Selected text:
++++++++++

← Back to team overview

maria-developers team mailing list archive

Re: MDEV-21318: Wrong results with window functions and implicit grouping

 

Hi Varun,
> revision-id: fc34657511a9aa08dd92f7363dc53f58934f9673 (mariadb-10.2.29-62-gfc34657511a)
> parent(s): f0aa073f2bf3d8d85b3d028df89cdb4cdfc4002d
> author: Varun Gupta
> committer: Varun Gupta
> timestamp: 2019-12-17 16:40:06 +0530
> message:
> 
> MDEV-21318: Wrong results with window functions and implicit grouping
> 
> The issue here is for degenerate joins we should execute the window
> function but it is not getting executed in all the cases.
> 
> To get the window function values window function needs to be executed
> always. This currently does not happen in few cases
> where the join would return 0 or 1 row like
>   1) IMPOSSIBLE WHERE
>   2) IMPOSSIBLE HAVING
>   3) MIN/MAX optimization
>   4) EMPTY CONST TABLE
>   5) ZERO LIMIT
> 
> The fix is to make sure that window functions get executed
> and the temporary table is setup for the execution of window functions
> 
> ---
>  mysql-test/r/win.result | 51 ++++++++++++++++++++++++++++++++++++++++++++
>  mysql-test/t/win.test   | 56 +++++++++++++++++++++++++++++++++++++++++++++++++
>  sql/sql_select.cc       | 33 ++++++++++++++++++++++++++++-
>  sql/sql_select.h        |  1 +
>  4 files changed, 140 insertions(+), 1 deletion(-)
...

> diff --git a/sql/sql_select.cc b/sql/sql_select.cc
> index c9cb533aa33..f6943b18cee 100644
> --- a/sql/sql_select.cc
> +++ b/sql/sql_select.cc
> @@ -1447,6 +1447,7 @@ JOIN::optimize_inner()
>          zero_result_cause= "Zero limit";
>        }
>        table_count= top_join_tab_count= 0;
> +      implicit_grouping_with_window_funcs();

not needed + redundant (I'll elaborate below)

>        error= 0;
>        goto setup_subq_exit;
>      }
> @@ -1502,6 +1503,7 @@ JOIN::optimize_inner()
>  	zero_result_cause= "No matching min/max row";
>          table_count= top_join_tab_count= 0;
>  	error=0;
> +        implicit_grouping_with_window_funcs();

not needed + redundant (I'll elaborate below)

>          goto setup_subq_exit;
>        }
>        if (res > 1)
> @@ -1517,6 +1519,7 @@ JOIN::optimize_inner()
>        tables_list= 0;				// All tables resolved
>        select_lex->min_max_opt_list.empty();
>        const_tables= top_join_tab_count= table_count;
> +      implicit_grouping_with_window_funcs();

This doesn't seem to be needed? 

>        /*
>          Extract all table-independent conditions and replace the WHERE
>          clause with them. All other conditions were computed by opt_sum_query
> @@ -1615,6 +1618,7 @@ JOIN::optimize_inner()
>      zero_result_cause= "no matching row in const table";
>      DBUG_PRINT("error",("Error: %s", zero_result_cause));
>      error= 0;
> +    implicit_grouping_with_window_funcs();

OK 
>      goto setup_subq_exit;
>    }
>    if (!(thd->variables.option_bits & OPTION_BIG_SELECTS) &&
> @@ -1639,6 +1643,7 @@ JOIN::optimize_inner()

++++++++++

Raw data:

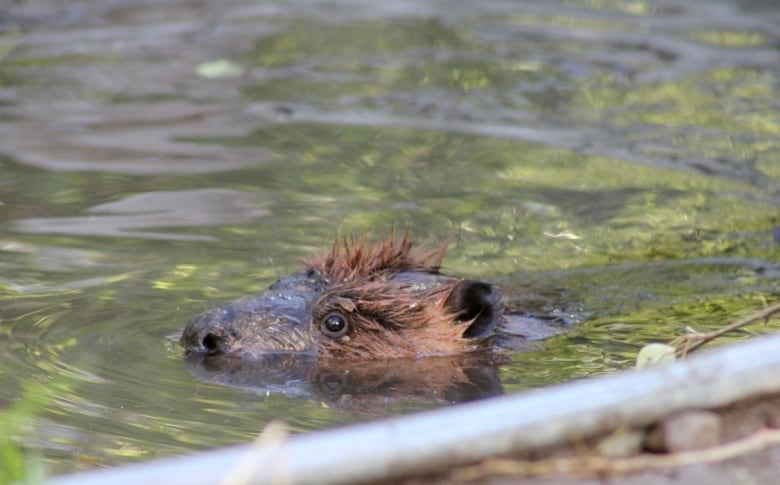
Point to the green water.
(597, 152)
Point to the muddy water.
(614, 161)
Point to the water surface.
(614, 161)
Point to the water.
(618, 161)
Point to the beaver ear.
(477, 301)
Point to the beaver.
(367, 301)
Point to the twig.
(688, 343)
(600, 465)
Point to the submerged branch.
(685, 344)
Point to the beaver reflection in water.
(363, 301)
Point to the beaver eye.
(334, 325)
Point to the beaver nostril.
(212, 343)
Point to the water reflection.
(366, 387)
(134, 215)
(623, 151)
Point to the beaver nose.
(202, 336)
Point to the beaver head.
(358, 300)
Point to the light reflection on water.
(616, 161)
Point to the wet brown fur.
(387, 319)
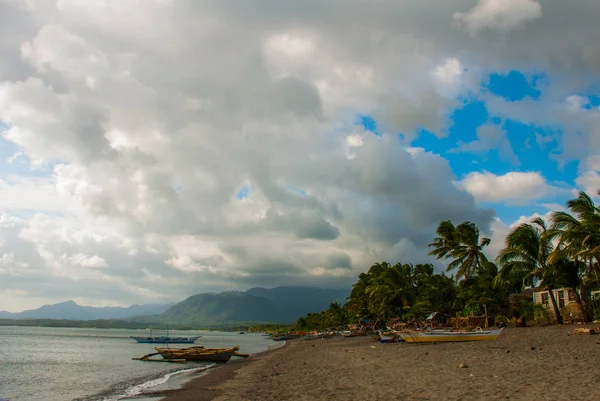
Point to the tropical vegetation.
(561, 252)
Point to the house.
(565, 299)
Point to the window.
(561, 299)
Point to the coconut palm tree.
(578, 233)
(392, 290)
(461, 244)
(578, 238)
(525, 258)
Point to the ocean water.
(62, 364)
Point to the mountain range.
(71, 311)
(256, 305)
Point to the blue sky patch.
(367, 122)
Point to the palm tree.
(579, 233)
(578, 236)
(462, 245)
(392, 291)
(526, 257)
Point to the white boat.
(448, 336)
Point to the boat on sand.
(432, 336)
(199, 354)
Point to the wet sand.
(542, 363)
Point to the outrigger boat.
(199, 354)
(432, 336)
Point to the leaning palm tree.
(462, 245)
(525, 259)
(578, 239)
(578, 233)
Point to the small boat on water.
(199, 354)
(449, 335)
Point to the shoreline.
(199, 386)
(523, 363)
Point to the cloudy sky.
(154, 149)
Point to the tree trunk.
(582, 308)
(554, 304)
(585, 300)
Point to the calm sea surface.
(62, 364)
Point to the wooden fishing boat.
(449, 335)
(199, 354)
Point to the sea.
(62, 364)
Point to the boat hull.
(165, 340)
(198, 354)
(450, 336)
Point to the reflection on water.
(58, 364)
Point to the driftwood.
(586, 331)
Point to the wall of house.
(566, 301)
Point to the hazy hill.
(70, 310)
(257, 305)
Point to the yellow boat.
(435, 336)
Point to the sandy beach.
(542, 363)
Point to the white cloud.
(152, 115)
(513, 187)
(500, 15)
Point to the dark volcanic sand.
(541, 363)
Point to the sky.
(155, 149)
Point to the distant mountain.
(71, 311)
(257, 305)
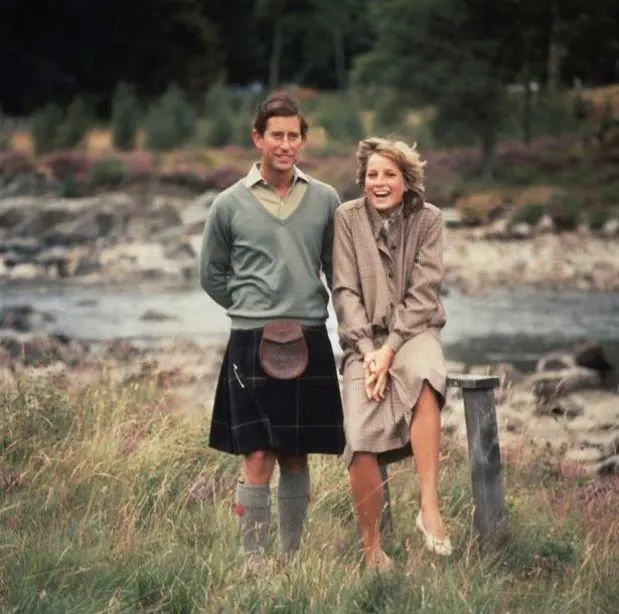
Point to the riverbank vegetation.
(110, 501)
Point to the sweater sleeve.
(326, 256)
(421, 299)
(354, 328)
(215, 256)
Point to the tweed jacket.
(368, 314)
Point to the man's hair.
(279, 104)
(407, 159)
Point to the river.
(504, 326)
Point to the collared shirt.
(268, 197)
(388, 235)
(363, 296)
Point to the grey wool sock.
(253, 510)
(292, 501)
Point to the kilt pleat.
(253, 411)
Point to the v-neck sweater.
(259, 267)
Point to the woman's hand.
(376, 367)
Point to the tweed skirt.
(383, 427)
(253, 411)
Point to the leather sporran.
(283, 352)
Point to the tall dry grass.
(110, 502)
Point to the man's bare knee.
(258, 467)
(363, 459)
(292, 464)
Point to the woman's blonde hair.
(407, 159)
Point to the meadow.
(110, 501)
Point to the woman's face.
(384, 183)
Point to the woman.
(388, 268)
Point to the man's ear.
(257, 138)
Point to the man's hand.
(376, 367)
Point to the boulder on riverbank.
(568, 408)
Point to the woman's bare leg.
(365, 482)
(426, 441)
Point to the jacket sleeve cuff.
(365, 346)
(394, 341)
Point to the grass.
(112, 502)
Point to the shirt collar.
(254, 177)
(377, 221)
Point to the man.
(266, 241)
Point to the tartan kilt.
(253, 411)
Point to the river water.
(506, 325)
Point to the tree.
(456, 54)
(74, 128)
(275, 12)
(340, 21)
(125, 117)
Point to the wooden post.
(490, 517)
(386, 523)
(482, 433)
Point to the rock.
(23, 318)
(610, 228)
(452, 217)
(550, 384)
(557, 360)
(86, 228)
(195, 241)
(521, 230)
(55, 257)
(34, 349)
(179, 251)
(545, 225)
(589, 354)
(156, 316)
(22, 249)
(26, 271)
(498, 230)
(194, 212)
(85, 264)
(205, 200)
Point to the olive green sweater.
(259, 267)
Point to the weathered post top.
(472, 382)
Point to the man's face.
(281, 143)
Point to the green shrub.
(566, 214)
(229, 117)
(170, 122)
(221, 130)
(71, 188)
(5, 132)
(74, 127)
(44, 129)
(125, 117)
(342, 121)
(107, 173)
(596, 218)
(529, 213)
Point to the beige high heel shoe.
(380, 562)
(442, 547)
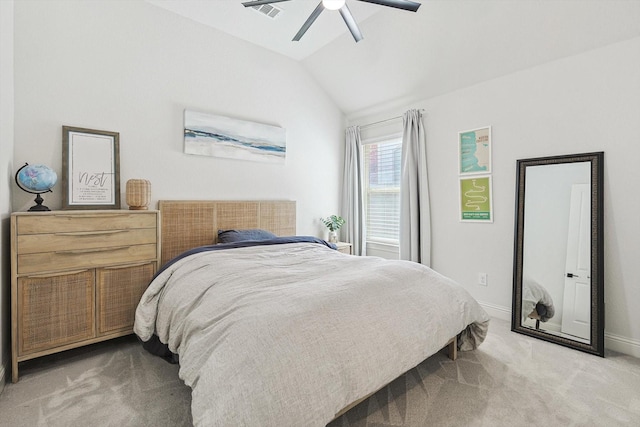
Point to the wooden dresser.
(77, 277)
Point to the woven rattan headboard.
(187, 224)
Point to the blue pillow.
(230, 236)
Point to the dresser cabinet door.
(119, 292)
(55, 310)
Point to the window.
(382, 163)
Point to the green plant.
(333, 223)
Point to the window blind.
(382, 162)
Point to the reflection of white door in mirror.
(558, 268)
(576, 312)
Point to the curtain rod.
(386, 120)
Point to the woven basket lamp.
(138, 194)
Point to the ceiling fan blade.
(351, 23)
(260, 2)
(314, 15)
(411, 6)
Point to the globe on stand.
(36, 179)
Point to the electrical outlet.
(482, 279)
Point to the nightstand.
(344, 247)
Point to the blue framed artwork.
(474, 149)
(220, 136)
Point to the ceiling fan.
(340, 5)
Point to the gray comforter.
(288, 335)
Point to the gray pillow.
(230, 236)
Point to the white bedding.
(289, 335)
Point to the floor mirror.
(558, 272)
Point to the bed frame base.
(451, 348)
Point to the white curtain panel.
(415, 217)
(352, 196)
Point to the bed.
(288, 331)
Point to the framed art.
(476, 200)
(474, 151)
(219, 136)
(90, 169)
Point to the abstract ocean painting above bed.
(219, 136)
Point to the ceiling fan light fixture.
(333, 4)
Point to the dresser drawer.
(64, 259)
(79, 240)
(74, 222)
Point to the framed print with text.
(476, 200)
(474, 151)
(90, 169)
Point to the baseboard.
(622, 344)
(497, 311)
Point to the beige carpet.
(511, 380)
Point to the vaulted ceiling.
(405, 56)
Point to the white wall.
(133, 68)
(6, 167)
(583, 103)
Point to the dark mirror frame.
(596, 345)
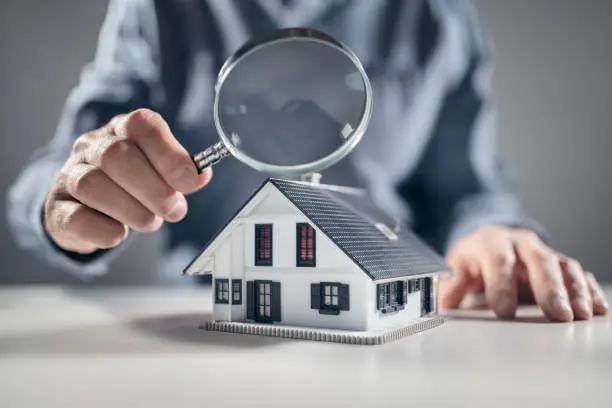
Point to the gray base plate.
(331, 336)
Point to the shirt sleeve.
(461, 184)
(121, 78)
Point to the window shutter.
(250, 300)
(315, 296)
(275, 306)
(343, 297)
(379, 296)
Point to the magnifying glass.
(293, 103)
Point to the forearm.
(119, 80)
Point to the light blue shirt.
(428, 157)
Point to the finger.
(125, 164)
(83, 224)
(546, 279)
(498, 275)
(600, 304)
(93, 188)
(577, 288)
(150, 132)
(453, 289)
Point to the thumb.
(453, 288)
(203, 179)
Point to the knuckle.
(140, 122)
(113, 238)
(503, 259)
(147, 222)
(544, 257)
(115, 152)
(85, 182)
(80, 144)
(531, 237)
(70, 218)
(575, 266)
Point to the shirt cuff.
(483, 212)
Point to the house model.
(312, 261)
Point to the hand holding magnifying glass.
(293, 103)
(296, 102)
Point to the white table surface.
(140, 347)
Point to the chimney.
(313, 178)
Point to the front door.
(426, 296)
(267, 307)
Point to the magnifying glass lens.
(291, 102)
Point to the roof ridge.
(323, 186)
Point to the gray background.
(552, 87)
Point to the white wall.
(411, 312)
(235, 251)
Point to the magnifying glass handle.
(210, 156)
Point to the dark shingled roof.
(349, 220)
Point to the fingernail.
(177, 212)
(583, 308)
(562, 309)
(504, 306)
(184, 178)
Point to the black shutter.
(315, 296)
(250, 300)
(275, 306)
(379, 297)
(343, 297)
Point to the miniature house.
(308, 260)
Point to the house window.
(413, 285)
(306, 245)
(329, 297)
(236, 291)
(390, 296)
(222, 291)
(263, 244)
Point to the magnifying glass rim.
(294, 34)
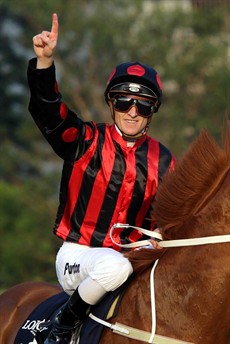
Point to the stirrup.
(63, 334)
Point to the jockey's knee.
(115, 272)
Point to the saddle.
(37, 327)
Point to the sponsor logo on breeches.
(72, 268)
(34, 325)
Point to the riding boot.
(68, 320)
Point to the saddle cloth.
(31, 332)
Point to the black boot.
(68, 320)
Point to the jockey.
(110, 174)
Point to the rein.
(216, 239)
(141, 335)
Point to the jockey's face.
(130, 121)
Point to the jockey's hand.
(155, 244)
(45, 43)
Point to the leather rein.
(216, 239)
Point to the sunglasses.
(145, 107)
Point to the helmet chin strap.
(130, 138)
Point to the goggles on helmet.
(123, 103)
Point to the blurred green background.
(187, 42)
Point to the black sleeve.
(62, 128)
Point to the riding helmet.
(135, 78)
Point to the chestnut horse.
(191, 283)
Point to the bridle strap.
(217, 239)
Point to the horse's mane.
(181, 190)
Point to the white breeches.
(106, 267)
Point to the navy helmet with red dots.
(137, 79)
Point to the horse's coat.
(192, 283)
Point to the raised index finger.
(54, 29)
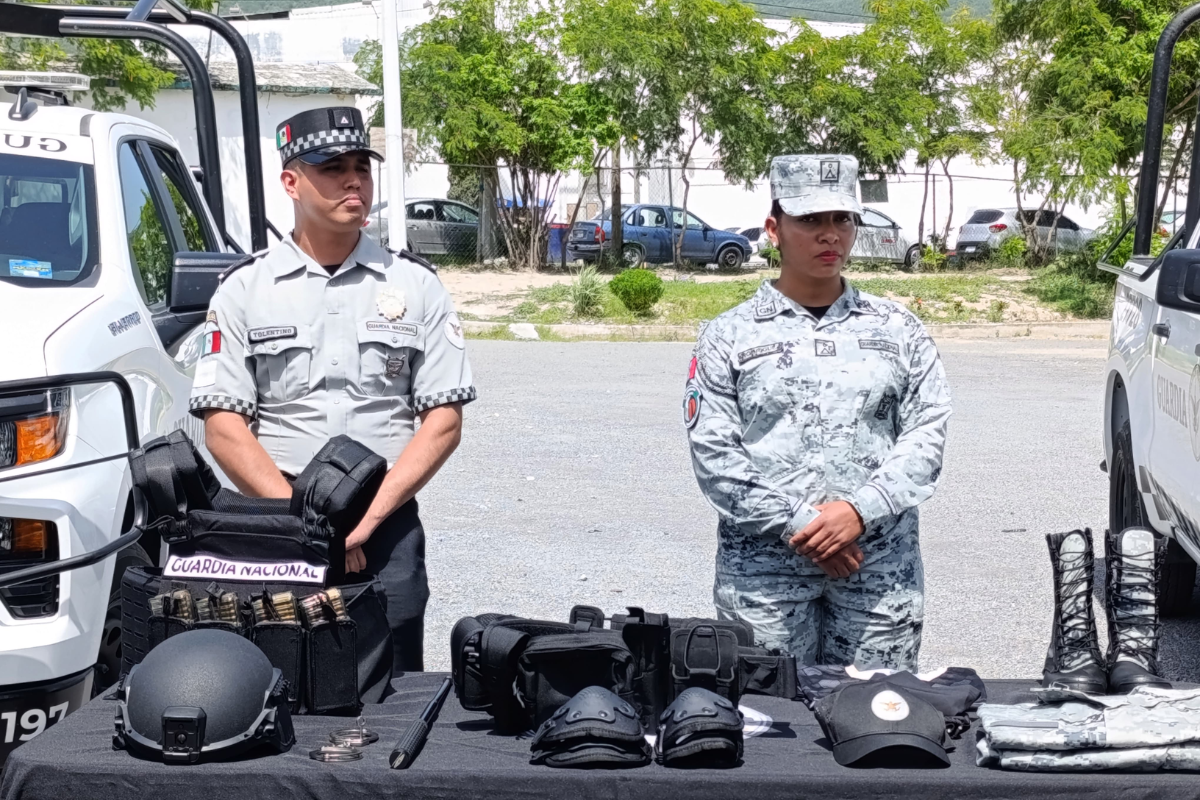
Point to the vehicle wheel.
(108, 660)
(633, 256)
(1126, 510)
(730, 258)
(911, 258)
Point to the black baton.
(411, 744)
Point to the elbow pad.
(594, 728)
(700, 729)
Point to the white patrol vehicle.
(108, 258)
(1152, 396)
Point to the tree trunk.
(1174, 172)
(618, 233)
(687, 188)
(924, 199)
(579, 202)
(949, 211)
(489, 193)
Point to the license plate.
(27, 713)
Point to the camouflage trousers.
(1147, 729)
(871, 619)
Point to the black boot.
(1134, 560)
(1074, 655)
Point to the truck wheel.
(910, 258)
(730, 258)
(633, 256)
(1126, 510)
(108, 660)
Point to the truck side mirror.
(195, 278)
(1179, 281)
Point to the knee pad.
(700, 729)
(594, 728)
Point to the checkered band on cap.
(310, 142)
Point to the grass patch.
(940, 288)
(1071, 293)
(683, 302)
(501, 332)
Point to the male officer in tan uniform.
(327, 332)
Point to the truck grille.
(31, 599)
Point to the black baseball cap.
(322, 133)
(865, 719)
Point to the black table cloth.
(465, 759)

++++++++++

Exercise task 1: In the MDEV-21318 review, which cases does the commit message name where the join would return 0 or 1 row and the window function is not executed? List all of them.
Exercise task 2: Reproduce the passage of the MDEV-21318 review that starts with "This doesn't seem" and goes on through "-1615,6 +1618,7 @@ JOIN::optimize_inner()".

Result 1:
1) IMPOSSIBLE WHERE
2) IMPOSSIBLE HAVING
3) MIN/MAX optimization
4) EMPTY CONST TABLE
5) ZERO LIMIT

Result 2:
This doesn't seem to be needed? 

>        /*
>          Extract all table-independent conditions and replace the WHERE
>          clause with them. All other conditions were computed by opt_sum_query
> @@ -1615,6 +1618,7 @@ JOIN::optimize_inner()